Please copy the data word for word, from the line containing "man in striped" through the final line, inclusive.

— START OF Record extracts —

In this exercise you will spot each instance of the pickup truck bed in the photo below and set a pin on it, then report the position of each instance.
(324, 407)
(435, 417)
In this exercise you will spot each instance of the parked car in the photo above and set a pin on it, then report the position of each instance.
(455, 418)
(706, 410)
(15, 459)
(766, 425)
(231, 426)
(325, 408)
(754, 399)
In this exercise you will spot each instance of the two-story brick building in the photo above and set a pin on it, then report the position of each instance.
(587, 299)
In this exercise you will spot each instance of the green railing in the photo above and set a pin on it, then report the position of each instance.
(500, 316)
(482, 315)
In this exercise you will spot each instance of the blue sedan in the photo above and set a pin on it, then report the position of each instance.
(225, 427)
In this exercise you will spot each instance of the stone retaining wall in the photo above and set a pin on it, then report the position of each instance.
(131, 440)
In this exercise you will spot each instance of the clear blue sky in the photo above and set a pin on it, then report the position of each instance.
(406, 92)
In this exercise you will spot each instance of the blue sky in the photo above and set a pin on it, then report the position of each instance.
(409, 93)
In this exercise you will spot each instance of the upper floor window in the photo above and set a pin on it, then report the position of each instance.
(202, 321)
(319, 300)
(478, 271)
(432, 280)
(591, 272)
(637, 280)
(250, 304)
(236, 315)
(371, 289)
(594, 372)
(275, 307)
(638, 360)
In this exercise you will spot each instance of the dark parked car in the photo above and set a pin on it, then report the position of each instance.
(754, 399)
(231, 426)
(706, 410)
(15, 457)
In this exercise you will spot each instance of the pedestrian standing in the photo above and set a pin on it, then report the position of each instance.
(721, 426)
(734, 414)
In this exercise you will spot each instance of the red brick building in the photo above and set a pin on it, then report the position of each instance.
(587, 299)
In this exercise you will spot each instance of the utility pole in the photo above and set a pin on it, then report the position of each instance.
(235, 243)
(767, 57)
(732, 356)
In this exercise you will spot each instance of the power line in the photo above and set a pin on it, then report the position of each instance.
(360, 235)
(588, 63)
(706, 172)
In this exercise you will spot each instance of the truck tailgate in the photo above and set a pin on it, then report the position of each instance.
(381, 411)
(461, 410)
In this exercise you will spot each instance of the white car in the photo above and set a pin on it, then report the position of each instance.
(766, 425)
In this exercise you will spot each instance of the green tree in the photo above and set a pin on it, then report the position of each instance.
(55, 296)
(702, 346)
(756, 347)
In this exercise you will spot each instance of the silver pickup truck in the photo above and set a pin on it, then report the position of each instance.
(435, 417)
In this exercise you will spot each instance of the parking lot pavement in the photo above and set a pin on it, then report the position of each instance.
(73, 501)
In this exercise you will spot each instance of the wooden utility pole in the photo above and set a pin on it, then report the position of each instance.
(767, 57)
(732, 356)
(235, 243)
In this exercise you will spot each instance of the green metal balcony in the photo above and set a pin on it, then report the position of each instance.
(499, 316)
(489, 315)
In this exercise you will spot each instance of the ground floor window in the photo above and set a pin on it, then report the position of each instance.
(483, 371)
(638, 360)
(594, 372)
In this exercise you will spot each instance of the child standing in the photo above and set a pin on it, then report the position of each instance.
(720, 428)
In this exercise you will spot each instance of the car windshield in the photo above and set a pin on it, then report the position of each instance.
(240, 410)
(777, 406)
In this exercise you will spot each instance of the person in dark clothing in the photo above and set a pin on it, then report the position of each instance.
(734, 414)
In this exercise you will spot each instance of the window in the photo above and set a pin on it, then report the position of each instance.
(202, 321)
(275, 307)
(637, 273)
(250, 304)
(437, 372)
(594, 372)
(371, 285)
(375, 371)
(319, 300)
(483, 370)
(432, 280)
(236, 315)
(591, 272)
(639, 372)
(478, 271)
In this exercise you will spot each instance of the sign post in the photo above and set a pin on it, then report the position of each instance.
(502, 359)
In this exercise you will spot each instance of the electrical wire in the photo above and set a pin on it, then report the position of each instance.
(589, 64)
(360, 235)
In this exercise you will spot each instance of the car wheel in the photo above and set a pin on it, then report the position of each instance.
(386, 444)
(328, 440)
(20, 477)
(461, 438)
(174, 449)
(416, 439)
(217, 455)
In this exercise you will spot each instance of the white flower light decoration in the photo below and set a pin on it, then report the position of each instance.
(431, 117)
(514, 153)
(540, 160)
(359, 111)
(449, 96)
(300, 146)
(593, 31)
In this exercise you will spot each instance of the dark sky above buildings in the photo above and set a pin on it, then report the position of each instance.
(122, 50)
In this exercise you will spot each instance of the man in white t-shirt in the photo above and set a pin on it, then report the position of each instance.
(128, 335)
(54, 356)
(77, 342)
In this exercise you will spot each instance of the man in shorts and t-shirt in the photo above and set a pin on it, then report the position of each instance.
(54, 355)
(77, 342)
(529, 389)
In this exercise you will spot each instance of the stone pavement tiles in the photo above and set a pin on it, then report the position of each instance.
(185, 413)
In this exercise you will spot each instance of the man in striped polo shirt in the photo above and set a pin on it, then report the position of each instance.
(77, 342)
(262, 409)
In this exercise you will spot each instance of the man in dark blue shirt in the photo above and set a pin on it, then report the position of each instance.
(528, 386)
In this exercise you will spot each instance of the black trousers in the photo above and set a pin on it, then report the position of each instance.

— END OF Record extracts —

Final result:
In this exercise you will spot each instance of the man in striped polo shirt in the photo above and set a pin on it, then report the position of each instance.
(77, 342)
(262, 409)
In this exercise you will spot each instance of the man in dark blue shirt in the photo above and set a pin on it, then report the position of each instance.
(528, 386)
In this exercise you will spot each instance of the black trousers in the photo above and set a pin on it, then report the position of each instance.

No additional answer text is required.